[[ Selected excerpt open ]]
Developmentally Aligned AI Modeling of Mathematics Learning Disability: Behavioral Validation of Neural Learning-Rate Constraints

Developmentally aligned artificial intelligence (AI) emphasizes calibrating AI systems to the distinctive cognitive and neurodevelopmental constraints of children rather than importing assumptions. Biologically grounded "digital twin" models provide another example of this approach. Personalized deep neural network simulations of mathematics learning disability (MLD) indicate that elevated neural gain (hyperexcitability) slows learning while preserving the potential to reach typical accuracy given sufficient training, requiring approximately 2.7 times more training iterations. This model predicts that behavioral dose–response relationships should be conditional: additional instructional hours should matter most for learners at risk for MLD and for outcomes aligned to the practiced skills. These predictions were tested by combining evidence from (a) a reanalysis of an intensive mathematics intervention database ( k  = 171 effect sizes, 24 studies), (b) meta-analytic criterion-validity evidence for mathematics curriculum-based measurement ( k  = 330), and (c) randomized manipulation of intervention session frequency holding total minutes constant ( N  = 101). In Dataset A, dosage–effect size correlations were significant for at-risk samples ( r  = .38) but not mixed samples ( r  = .05), and were strongest for at-risk samples with skill-aligned outcomes ( r  = .52; r  = .40 excluding one extreme outlier). Experimental evidence converged: higher session frequency improved a proximal computation measure but not distal standardized outcomes. Together, results support a developmentally aligned learning-rate account of MLD and illustrate how child-calibrated digital twins can generate precise, testable predictions for intervention science.
[[ Selected excerpt closed ]]
[[ Data for analysis open ]]
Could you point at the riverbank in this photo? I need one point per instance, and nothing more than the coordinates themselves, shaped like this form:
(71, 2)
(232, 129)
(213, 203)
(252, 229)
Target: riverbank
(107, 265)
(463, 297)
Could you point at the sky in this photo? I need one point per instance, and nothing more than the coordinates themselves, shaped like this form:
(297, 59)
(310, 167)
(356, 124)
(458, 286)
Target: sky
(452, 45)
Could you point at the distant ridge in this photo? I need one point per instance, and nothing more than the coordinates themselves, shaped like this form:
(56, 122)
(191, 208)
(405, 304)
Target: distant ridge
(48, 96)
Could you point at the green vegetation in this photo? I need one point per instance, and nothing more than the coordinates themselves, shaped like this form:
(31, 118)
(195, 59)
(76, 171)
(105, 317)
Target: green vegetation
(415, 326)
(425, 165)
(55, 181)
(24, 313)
[[ Data for analysis closed ]]
_Task item:_ In the abstract on AI modeling of mathematics learning disability, how many more training iterations do the simulations with elevated neural gain require to reach typical accuracy?

_Final answer:_ Approximately 2.7 times more training iterations.